Records contained in a dataset:
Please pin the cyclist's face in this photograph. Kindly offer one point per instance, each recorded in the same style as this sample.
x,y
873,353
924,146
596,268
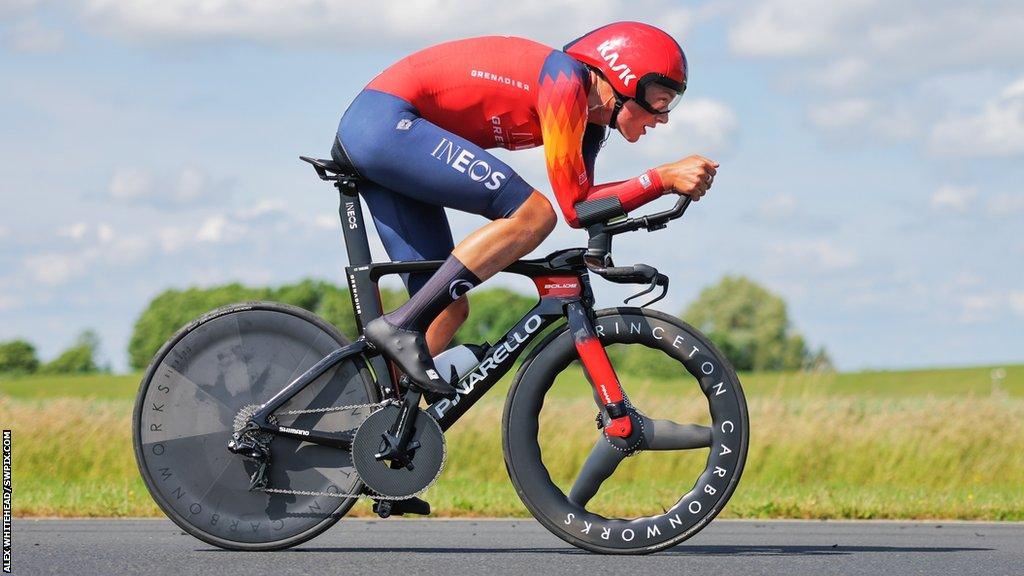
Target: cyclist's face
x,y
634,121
---
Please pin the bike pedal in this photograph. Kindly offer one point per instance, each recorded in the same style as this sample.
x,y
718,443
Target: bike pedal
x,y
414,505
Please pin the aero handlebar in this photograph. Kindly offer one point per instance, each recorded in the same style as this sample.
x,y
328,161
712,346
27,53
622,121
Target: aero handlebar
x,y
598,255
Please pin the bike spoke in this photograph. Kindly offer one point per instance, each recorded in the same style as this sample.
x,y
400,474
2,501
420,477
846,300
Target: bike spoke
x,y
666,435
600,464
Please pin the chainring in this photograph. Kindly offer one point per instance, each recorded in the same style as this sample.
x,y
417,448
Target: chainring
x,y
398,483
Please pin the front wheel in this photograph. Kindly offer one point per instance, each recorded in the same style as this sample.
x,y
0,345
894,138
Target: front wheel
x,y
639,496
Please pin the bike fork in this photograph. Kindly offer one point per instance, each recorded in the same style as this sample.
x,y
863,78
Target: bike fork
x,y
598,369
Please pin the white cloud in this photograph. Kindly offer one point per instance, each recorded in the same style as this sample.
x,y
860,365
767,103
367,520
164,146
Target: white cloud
---
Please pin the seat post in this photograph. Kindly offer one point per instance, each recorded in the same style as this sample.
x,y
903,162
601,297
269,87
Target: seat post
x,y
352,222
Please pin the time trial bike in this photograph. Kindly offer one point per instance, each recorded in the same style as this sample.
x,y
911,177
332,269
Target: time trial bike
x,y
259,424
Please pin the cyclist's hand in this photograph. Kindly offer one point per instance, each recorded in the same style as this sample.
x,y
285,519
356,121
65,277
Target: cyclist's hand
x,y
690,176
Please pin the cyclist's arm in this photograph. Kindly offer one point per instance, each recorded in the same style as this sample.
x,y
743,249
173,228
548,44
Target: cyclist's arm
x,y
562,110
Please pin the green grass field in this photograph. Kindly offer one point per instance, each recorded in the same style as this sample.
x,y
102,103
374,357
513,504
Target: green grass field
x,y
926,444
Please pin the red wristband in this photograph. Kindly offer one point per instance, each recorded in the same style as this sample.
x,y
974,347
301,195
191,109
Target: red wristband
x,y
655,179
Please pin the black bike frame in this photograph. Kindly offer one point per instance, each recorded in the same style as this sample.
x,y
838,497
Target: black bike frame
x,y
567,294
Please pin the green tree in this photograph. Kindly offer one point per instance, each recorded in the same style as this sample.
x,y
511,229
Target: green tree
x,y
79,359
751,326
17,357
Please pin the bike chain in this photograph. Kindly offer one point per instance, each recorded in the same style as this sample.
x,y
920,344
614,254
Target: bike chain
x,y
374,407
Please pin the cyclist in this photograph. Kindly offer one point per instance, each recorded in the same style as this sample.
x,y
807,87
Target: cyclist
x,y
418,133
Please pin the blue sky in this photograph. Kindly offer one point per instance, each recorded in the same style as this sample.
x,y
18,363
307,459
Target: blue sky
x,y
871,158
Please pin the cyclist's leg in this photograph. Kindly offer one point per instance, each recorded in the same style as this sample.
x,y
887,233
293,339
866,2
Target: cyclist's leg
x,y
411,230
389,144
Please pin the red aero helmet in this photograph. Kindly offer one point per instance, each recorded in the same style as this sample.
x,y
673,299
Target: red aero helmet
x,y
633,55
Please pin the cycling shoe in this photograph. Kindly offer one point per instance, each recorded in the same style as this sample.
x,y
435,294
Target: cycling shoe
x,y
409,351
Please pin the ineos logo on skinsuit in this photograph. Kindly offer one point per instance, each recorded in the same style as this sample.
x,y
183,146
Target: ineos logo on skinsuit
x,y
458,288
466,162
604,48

Exercise: Say how many lines in the entries contain the string "cloud". Nothing else belongs in the reply.

Result below: 2